Reproduce every row below in full, keeping the text lines unchanged but shifting each answer coordinate, both x and y, by -136. Leave the pictures out of your output.

^^^^^^^^

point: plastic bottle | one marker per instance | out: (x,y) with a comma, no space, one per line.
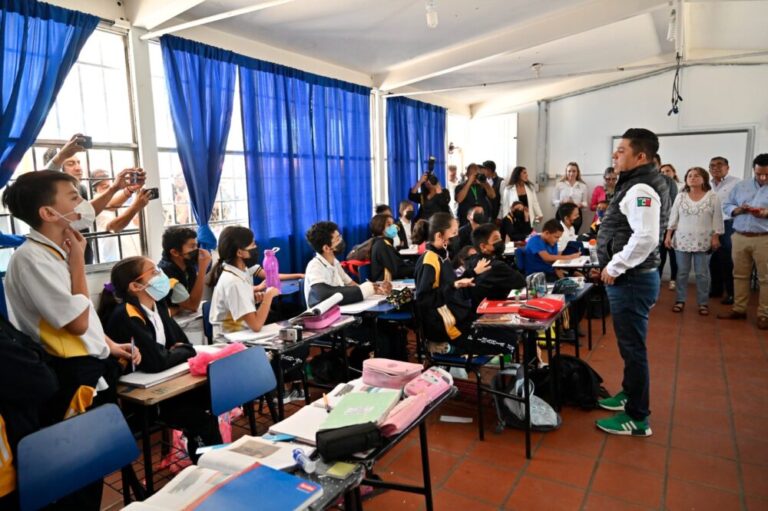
(272,268)
(303,461)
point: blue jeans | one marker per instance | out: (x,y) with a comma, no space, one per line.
(700,263)
(631,299)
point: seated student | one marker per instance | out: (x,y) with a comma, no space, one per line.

^^^^^^^^

Completed task —
point: plastic bottle | one marker per instance | out: (x,y) with a comma, no space, one per line.
(136,132)
(167,325)
point: blue jeans | one marker per instance | out: (x,y) with a comma, no space, one per line.
(564,127)
(495,163)
point: seated student | one marker per instance | out: (x,y) with a comma, no space, one per line.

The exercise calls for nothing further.